--- start of STORED DATA ---

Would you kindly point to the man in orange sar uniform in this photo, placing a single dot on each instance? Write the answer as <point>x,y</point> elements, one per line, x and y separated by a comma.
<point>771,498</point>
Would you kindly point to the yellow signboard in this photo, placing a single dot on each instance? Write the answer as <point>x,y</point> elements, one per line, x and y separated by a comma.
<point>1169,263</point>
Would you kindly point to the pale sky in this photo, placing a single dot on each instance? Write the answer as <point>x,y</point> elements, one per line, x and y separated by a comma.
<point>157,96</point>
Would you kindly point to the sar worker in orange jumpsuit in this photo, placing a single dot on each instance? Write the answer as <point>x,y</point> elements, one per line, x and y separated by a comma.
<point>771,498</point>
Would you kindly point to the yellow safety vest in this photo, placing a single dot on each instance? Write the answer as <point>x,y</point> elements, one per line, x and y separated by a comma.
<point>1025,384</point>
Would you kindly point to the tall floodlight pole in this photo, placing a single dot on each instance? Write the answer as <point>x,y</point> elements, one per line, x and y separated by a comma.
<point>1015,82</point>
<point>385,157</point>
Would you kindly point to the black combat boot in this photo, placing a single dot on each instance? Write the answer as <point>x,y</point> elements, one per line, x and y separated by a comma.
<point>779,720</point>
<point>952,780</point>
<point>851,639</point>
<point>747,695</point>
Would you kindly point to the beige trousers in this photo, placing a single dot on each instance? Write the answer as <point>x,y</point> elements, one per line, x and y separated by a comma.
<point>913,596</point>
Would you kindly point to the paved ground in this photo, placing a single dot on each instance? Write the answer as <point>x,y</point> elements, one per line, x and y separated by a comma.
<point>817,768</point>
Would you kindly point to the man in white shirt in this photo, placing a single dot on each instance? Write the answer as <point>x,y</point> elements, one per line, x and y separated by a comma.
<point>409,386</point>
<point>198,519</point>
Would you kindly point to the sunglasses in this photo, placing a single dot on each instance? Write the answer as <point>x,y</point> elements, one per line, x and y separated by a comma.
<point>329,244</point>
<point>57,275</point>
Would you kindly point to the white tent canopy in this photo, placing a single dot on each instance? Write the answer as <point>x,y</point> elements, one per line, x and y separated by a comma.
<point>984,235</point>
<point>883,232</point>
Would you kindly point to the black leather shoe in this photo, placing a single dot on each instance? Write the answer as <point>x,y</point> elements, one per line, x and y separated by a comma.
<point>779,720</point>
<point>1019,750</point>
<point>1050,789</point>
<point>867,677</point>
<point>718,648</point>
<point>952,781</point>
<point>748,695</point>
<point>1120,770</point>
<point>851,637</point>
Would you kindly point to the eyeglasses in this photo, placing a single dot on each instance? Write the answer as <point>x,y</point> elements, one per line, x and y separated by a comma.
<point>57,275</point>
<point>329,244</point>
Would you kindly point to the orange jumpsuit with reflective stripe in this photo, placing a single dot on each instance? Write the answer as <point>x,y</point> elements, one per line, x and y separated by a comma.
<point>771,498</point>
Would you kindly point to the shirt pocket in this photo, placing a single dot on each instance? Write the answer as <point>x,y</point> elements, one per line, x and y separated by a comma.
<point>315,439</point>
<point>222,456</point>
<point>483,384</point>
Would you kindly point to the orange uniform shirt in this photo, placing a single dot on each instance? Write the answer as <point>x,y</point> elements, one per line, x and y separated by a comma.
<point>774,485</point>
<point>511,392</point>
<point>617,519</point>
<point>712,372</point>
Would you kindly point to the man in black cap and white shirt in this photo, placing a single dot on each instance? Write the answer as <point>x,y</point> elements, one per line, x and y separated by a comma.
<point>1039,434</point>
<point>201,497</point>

--- end of STORED DATA ---

PROBLEM STATEMENT | Print exactly the lines above, starting at the line that contains "Would you kindly point to the black leather" and ending with the last line of the records, both included.

ANSWER IN FULL |
Would you kindly point to the black leather shoe in this photo, placing a single dot on each instance? Write the answer as <point>x,y</point> elements, one per line, x and y separated by a comma.
<point>779,720</point>
<point>1019,750</point>
<point>1050,789</point>
<point>867,677</point>
<point>718,648</point>
<point>952,781</point>
<point>748,695</point>
<point>1120,770</point>
<point>851,637</point>
Would you kindly point to the eyeglasses in this photo, placing a single dot on each instance? Write the answer as <point>x,y</point> elements, one per line, x and y separated by a comma.
<point>57,275</point>
<point>329,244</point>
Would you kindly point to the orange jumpsuit with reflective stripe in this photo, placing a single dot on each instance? Write the answer as <point>x,y</point> elements, one per line, x and y separated by a comma.
<point>771,498</point>
Would you kindly point to the shirt pocket in this photo, placing a single dot on each instance? Write the answer as <point>x,y</point> elements, one per line, x and y separated by a comma.
<point>315,439</point>
<point>222,456</point>
<point>483,384</point>
Would you kindly point to the orange uniform shirt in this photo, placing a single dot on each instance? Write the answer as <point>x,y</point> elements, one per line, x and y separated by a comma.
<point>774,485</point>
<point>511,392</point>
<point>617,519</point>
<point>712,372</point>
Would you kindly point to the man in black cap and white shirt in this photo, placing a single dot on each instance? Write the answer as <point>x,y</point> elements, one per line, x and y separated by a comma.
<point>1039,434</point>
<point>201,497</point>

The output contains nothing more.